## Given passage

+---+

Mark Oomkes;1892801 said:


> My butt hurts.
> 
> No sales tax collection required when I pay it.


All you need is a sales tax # so you can be an ambassador for the state so you collect their money and send them another check every month. It does have some benefit.


----------



## nepatsfan (Sep 16, 2004)

97 a ton delivered


----------



## kolwnmstr (Jul 1, 2014)

$145 a ton delivered. 25 ton minimum


----------



## Enzo (Feb 27, 2008)

Were paying $89 per yard picked up. Or if we take delivery of a tri-axle load its $84 a ton delivered.


----------



## EWSplow (Dec 4, 2012)

We're a small operation, only go through 10-12 ton a year. 
We picked up 4 ton of bulk at $175/ton and 4 pallets of bagged at $255/pallet last week.
I shopped around and that was the best I could do on small quantities locally.

+---+

## Records

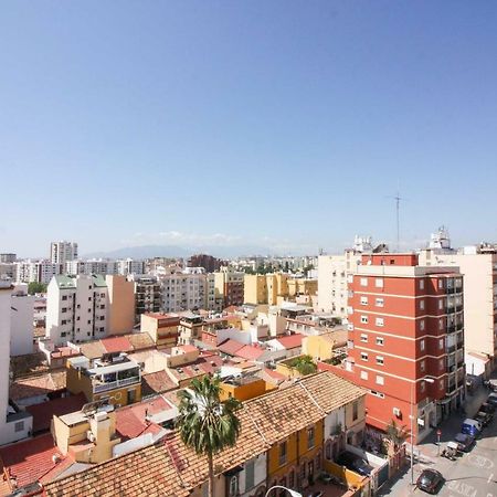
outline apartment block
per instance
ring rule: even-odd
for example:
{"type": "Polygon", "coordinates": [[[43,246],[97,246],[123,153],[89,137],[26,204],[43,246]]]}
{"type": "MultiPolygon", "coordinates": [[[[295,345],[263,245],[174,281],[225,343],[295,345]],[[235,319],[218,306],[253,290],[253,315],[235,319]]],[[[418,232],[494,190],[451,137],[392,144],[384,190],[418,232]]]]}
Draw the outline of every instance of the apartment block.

+---+

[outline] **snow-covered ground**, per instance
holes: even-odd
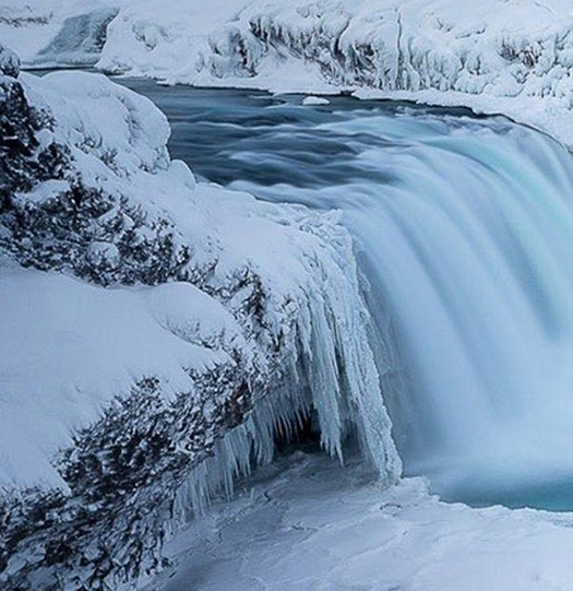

+---+

## Work required
Retype the forum thread on per-ton prices from "We're a small" to "small quantities locally.", keeping every word and mark unchanged.

## Complete output
We're a small operation, only go through 10-12 ton a year. 
We picked up 4 ton of bulk at $175/ton and 4 pallets of bagged at $255/pallet last week.
I shopped around and that was the best I could do on small quantities locally.